<<<<

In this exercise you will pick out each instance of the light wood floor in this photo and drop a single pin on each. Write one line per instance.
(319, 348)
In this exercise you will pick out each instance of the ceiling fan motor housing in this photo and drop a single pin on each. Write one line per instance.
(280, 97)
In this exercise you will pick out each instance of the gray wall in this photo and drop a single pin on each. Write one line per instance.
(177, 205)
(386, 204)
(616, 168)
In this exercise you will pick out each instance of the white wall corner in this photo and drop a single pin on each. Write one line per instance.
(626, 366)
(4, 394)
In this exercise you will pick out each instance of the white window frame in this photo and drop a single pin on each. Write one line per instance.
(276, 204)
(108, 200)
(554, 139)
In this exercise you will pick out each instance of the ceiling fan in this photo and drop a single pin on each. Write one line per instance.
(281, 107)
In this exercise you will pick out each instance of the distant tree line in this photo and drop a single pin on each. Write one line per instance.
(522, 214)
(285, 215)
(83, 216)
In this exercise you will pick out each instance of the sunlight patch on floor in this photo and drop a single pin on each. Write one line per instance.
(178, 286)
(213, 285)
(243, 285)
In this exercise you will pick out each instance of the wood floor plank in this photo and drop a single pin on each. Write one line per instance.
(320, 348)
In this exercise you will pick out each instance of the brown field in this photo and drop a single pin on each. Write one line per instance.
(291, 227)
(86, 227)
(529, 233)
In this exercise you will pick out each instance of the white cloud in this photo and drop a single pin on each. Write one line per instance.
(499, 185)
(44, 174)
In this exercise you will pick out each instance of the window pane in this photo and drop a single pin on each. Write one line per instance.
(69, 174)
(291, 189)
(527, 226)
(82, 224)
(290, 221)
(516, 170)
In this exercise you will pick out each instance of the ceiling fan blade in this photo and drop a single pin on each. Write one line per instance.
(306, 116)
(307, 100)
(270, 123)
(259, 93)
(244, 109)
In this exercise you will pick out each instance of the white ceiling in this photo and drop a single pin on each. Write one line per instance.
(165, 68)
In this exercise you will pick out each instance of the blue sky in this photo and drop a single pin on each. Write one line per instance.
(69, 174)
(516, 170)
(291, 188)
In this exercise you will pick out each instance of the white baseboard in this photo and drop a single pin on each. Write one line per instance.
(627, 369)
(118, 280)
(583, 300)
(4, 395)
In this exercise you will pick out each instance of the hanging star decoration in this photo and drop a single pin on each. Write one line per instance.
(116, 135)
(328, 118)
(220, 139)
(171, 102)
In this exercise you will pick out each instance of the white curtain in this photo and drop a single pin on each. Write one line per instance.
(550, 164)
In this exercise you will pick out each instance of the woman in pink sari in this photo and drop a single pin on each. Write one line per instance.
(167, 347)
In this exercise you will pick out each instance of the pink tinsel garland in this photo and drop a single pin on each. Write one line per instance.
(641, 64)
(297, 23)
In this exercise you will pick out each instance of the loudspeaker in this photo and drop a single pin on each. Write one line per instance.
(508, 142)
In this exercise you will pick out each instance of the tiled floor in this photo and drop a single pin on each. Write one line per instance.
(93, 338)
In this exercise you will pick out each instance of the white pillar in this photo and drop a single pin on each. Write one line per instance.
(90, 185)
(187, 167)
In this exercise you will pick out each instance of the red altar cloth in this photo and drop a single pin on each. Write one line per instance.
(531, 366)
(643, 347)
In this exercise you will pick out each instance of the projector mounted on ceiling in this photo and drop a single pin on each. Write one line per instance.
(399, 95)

>>>>

Please set out the entries from the line holding "the red altar" through the end of the entries as a two-column CSV with the headers entry and answer. Give one row per entry, put each field in quotes, and replace any line breaks with spaces.

Output:
entry,answer
"In this exercise you will pick out each instance of the red altar cloth in this photo and drop a single pin on each. Write one line per instance.","(531, 366) (643, 347)"
"In this exercise you will pick out each instance of the projector mounted on ceiling in this photo and drop a single pin on each. Write one line per instance.","(399, 95)"